What is expected | Which lines in the records below contain the word "strawberry"? Report each of them.

Task input |
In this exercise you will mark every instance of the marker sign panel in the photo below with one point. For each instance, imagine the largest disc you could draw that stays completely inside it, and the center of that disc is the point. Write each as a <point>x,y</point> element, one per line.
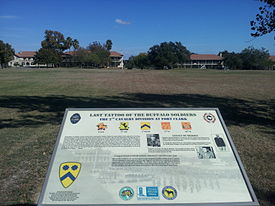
<point>145,157</point>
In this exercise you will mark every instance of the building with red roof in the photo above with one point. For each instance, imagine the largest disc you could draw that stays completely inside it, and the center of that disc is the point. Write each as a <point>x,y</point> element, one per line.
<point>26,59</point>
<point>204,61</point>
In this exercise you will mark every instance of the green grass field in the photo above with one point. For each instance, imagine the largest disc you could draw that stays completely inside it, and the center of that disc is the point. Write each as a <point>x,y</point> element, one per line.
<point>33,101</point>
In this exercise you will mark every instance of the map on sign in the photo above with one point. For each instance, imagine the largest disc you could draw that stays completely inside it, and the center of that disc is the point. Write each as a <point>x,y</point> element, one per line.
<point>145,156</point>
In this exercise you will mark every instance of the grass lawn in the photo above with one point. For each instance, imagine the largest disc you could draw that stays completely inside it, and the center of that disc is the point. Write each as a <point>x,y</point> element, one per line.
<point>33,101</point>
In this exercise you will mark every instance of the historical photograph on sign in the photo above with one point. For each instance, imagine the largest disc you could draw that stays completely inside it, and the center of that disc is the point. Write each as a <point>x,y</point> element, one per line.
<point>153,140</point>
<point>205,153</point>
<point>220,143</point>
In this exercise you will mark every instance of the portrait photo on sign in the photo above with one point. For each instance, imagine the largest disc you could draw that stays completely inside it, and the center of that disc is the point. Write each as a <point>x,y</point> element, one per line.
<point>153,140</point>
<point>205,152</point>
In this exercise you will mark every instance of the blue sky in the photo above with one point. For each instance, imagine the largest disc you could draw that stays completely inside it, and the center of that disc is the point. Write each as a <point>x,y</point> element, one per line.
<point>203,26</point>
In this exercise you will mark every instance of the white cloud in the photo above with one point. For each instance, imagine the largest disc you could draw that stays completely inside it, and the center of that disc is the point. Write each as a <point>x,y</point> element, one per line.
<point>8,17</point>
<point>119,21</point>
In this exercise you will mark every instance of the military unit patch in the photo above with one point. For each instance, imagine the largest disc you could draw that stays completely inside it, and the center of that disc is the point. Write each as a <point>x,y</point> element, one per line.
<point>166,125</point>
<point>101,126</point>
<point>145,126</point>
<point>186,125</point>
<point>124,126</point>
<point>68,172</point>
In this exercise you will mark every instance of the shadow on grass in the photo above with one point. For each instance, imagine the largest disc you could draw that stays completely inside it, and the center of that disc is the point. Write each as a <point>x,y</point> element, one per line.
<point>23,205</point>
<point>37,110</point>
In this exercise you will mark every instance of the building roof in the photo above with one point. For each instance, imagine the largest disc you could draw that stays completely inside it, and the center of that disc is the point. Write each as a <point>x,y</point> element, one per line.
<point>205,57</point>
<point>25,54</point>
<point>115,54</point>
<point>112,53</point>
<point>272,58</point>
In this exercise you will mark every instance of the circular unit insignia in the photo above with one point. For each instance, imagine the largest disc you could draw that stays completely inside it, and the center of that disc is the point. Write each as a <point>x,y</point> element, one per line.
<point>209,117</point>
<point>75,118</point>
<point>169,193</point>
<point>126,193</point>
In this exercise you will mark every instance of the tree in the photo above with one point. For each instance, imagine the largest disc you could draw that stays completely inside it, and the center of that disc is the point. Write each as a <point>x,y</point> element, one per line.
<point>56,44</point>
<point>232,60</point>
<point>255,58</point>
<point>109,45</point>
<point>168,54</point>
<point>101,52</point>
<point>47,56</point>
<point>6,53</point>
<point>140,61</point>
<point>265,19</point>
<point>75,44</point>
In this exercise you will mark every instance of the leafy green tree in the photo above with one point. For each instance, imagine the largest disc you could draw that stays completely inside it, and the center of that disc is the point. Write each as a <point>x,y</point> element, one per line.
<point>265,19</point>
<point>75,44</point>
<point>140,61</point>
<point>109,45</point>
<point>255,58</point>
<point>6,53</point>
<point>55,43</point>
<point>232,60</point>
<point>47,56</point>
<point>168,54</point>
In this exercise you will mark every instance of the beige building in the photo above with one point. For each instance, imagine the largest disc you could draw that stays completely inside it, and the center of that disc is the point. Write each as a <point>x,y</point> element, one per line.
<point>204,61</point>
<point>26,59</point>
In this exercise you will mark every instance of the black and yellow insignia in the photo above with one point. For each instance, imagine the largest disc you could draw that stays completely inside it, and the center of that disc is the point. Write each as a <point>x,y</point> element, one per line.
<point>124,126</point>
<point>101,126</point>
<point>145,126</point>
<point>68,172</point>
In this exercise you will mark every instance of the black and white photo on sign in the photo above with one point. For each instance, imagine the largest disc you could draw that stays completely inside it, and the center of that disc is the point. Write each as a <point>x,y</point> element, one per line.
<point>205,152</point>
<point>219,142</point>
<point>153,140</point>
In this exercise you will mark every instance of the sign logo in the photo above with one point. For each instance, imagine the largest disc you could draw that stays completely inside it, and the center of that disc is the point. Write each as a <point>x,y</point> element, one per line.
<point>169,193</point>
<point>166,126</point>
<point>101,126</point>
<point>145,126</point>
<point>124,126</point>
<point>68,172</point>
<point>148,193</point>
<point>186,125</point>
<point>210,118</point>
<point>126,193</point>
<point>75,118</point>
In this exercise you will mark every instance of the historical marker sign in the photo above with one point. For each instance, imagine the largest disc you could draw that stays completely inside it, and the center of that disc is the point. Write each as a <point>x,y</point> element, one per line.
<point>145,156</point>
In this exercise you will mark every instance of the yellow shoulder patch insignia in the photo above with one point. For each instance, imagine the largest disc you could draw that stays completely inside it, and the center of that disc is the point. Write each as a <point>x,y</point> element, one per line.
<point>68,172</point>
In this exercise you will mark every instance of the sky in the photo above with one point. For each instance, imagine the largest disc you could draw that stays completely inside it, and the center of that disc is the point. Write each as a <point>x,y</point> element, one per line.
<point>203,26</point>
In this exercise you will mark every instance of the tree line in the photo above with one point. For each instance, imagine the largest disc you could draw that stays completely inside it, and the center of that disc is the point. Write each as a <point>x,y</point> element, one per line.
<point>54,45</point>
<point>168,55</point>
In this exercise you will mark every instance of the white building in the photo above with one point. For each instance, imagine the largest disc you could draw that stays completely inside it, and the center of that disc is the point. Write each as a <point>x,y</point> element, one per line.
<point>204,61</point>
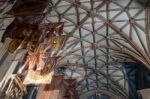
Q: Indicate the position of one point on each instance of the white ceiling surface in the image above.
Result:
(80, 58)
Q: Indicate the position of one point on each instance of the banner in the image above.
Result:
(34, 77)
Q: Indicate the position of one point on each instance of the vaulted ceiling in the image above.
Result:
(102, 35)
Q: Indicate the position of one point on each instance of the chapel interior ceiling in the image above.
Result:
(102, 34)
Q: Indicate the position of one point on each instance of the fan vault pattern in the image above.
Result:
(102, 35)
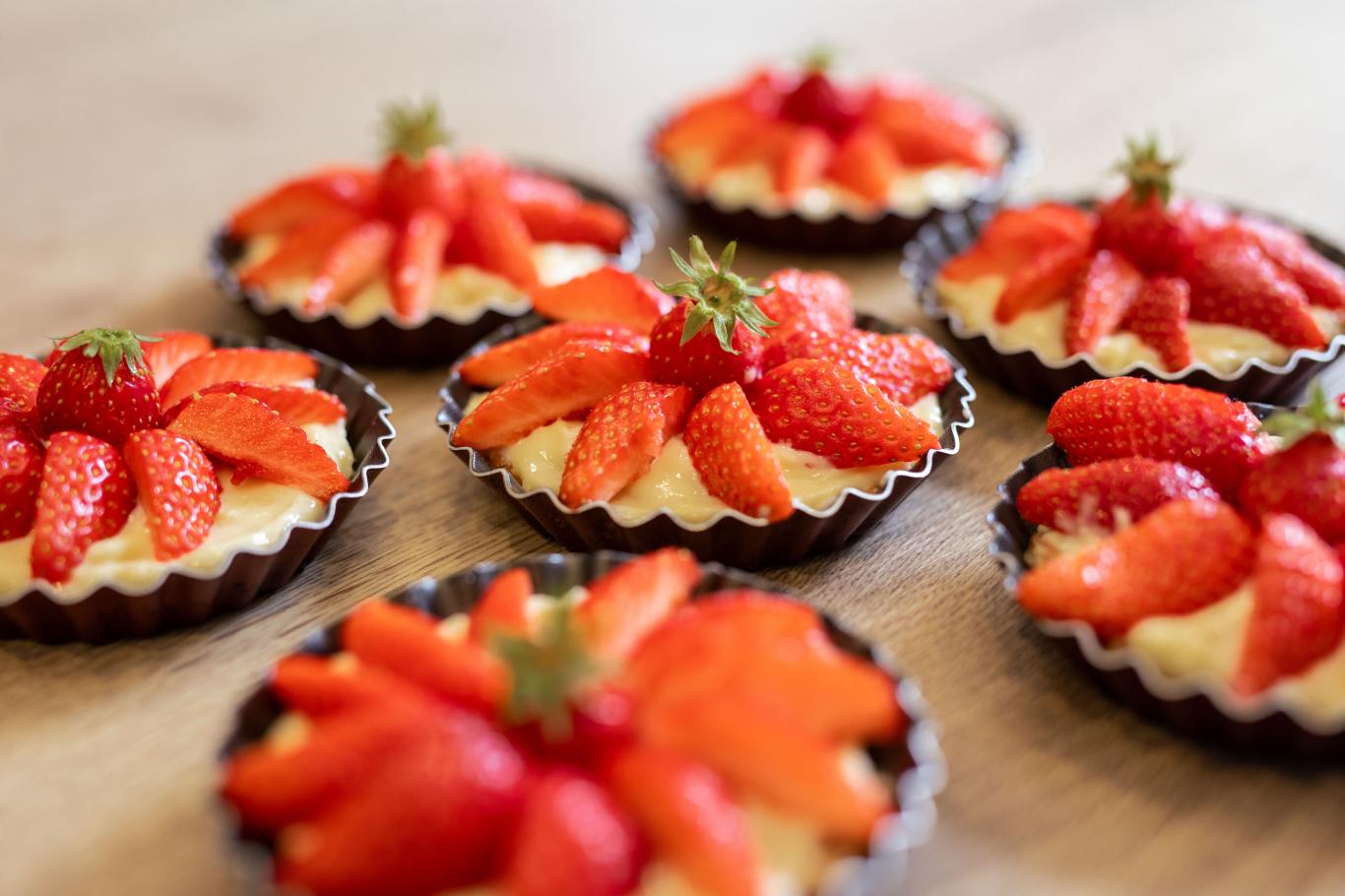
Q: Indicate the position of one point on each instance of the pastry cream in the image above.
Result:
(539, 462)
(462, 293)
(254, 514)
(1205, 646)
(752, 186)
(1220, 346)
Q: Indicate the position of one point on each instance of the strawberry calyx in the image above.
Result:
(412, 129)
(112, 348)
(546, 672)
(1147, 169)
(1318, 415)
(723, 299)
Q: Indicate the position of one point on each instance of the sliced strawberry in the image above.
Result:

Finished task |
Q: Indicate the position of one point on each instance of the strawberry calyx in the image above.
Q: Indicate the position of one point on each instance of the sliced strawberry in the image above.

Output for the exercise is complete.